DESCRIPTION OF THE TASK >>
Line by line, retype the data exactly as it is given.

PROVIDED DATA >>
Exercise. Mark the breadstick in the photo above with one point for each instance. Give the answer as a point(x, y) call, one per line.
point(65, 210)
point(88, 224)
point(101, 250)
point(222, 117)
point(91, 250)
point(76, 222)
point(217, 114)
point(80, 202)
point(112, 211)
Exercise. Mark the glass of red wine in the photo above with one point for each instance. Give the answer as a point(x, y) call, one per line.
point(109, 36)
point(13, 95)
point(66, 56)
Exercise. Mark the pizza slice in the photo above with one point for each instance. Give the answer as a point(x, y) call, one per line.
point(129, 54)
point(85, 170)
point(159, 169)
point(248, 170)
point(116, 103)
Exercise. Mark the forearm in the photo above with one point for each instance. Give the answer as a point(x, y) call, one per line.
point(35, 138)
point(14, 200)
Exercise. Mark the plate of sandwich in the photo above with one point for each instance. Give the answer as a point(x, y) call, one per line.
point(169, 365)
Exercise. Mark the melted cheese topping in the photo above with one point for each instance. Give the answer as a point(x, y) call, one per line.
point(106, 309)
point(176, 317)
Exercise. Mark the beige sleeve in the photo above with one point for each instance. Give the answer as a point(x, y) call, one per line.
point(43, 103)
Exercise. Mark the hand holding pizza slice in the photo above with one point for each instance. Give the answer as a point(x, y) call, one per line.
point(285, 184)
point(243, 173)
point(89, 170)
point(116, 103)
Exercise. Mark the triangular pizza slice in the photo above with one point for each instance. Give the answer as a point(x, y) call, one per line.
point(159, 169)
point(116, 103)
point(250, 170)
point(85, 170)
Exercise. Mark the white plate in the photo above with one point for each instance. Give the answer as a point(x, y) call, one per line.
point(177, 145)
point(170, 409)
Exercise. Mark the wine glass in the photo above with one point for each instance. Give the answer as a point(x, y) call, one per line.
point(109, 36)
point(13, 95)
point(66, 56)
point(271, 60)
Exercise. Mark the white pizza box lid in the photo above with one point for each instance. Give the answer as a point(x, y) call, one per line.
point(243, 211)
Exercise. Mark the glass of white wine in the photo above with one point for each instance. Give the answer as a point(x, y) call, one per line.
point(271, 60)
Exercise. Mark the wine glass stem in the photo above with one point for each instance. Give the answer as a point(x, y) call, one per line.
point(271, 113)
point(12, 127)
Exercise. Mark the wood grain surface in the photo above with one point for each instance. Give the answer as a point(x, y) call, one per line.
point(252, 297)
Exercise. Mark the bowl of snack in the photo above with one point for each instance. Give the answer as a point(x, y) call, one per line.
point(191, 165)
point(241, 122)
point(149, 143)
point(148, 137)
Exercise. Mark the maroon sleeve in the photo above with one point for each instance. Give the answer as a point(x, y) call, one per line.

WRITTEN RESPONSE >>
Exercise. Mark the breadstick in the photo above with one point for each instance. Give the answer as a point(x, y) call, one per line.
point(65, 210)
point(88, 224)
point(101, 250)
point(222, 117)
point(91, 250)
point(76, 222)
point(217, 114)
point(80, 202)
point(112, 211)
Exercise. Mark the glass of red wine in the photo above with one point for each instance. Give the answer as a point(x, y) call, one per line.
point(109, 36)
point(13, 95)
point(66, 56)
Exercise. Mark the pizza slice in the photo above with one point for each instance. Give the answer as a point(x, y) call, one per line.
point(129, 54)
point(85, 170)
point(159, 169)
point(248, 170)
point(116, 103)
Exercise. Mark the forearm in the photo above with one point for each instance. Give the answer as a point(x, y) call, one per line.
point(35, 138)
point(14, 200)
Exercise. Mark the plate of sandwich in the photo above with one point for each instance. Give the answer as a point(x, y) call, one per line.
point(169, 365)
Exercise. Mark the melted cheese topping in the photo above with one point for each instance. Give the answer as a point(x, y) call, one per line.
point(106, 309)
point(176, 317)
Exercise. Mark the beige sleeve in the photo above with one point for each instance. Give the answer as a point(x, y) call, one per line.
point(43, 103)
Exercise. Mark the hand holding pizza slice in the photo above with one point for each instance. Give the answer as a point(x, y) call, one per line.
point(285, 184)
point(243, 173)
point(89, 170)
point(116, 103)
Exercise. Mark the triangular pizza slice in the photo above with one point for each instance. Give the answer as a point(x, y) call, one per line.
point(159, 169)
point(116, 103)
point(250, 170)
point(85, 170)
Exercise. Mark the white plate in the photo above with one point for each instance. Give the answer as a point(x, y) call, one per line.
point(177, 145)
point(170, 409)
Exercise. Mark the wine glass in the photo above with one point for each instance. Give the answer as a point(x, y) call, one per line.
point(109, 36)
point(13, 95)
point(66, 56)
point(271, 60)
Exercise. Mark the white pizza box lid in the photo above with one point for each instance. Give the answer as a point(x, y) call, one per line.
point(243, 211)
Exercise. Mark the glass of white wine in the photo above with one point for each instance. Give the answer as a point(x, y) call, one per line.
point(271, 60)
Exercise. Mark the wine glass stem in the photo above with one point for each instance. Give the answer as a point(x, y) call, one per line.
point(271, 113)
point(12, 127)
Exercise. Mark the wood grain surface in the photo above with one point for each instance. Give the answer as a point(x, y) call, one per line.
point(252, 297)
Exercise. Mark the bowl of snack in the photo above with one point for each instance. Give the answer as a point(x, y) call, one per line.
point(191, 165)
point(241, 122)
point(149, 143)
point(148, 137)
Exercise. Mark the maroon sleeve in the photo above with one point for each instance. Give the answer as a point(x, y) call, one per line.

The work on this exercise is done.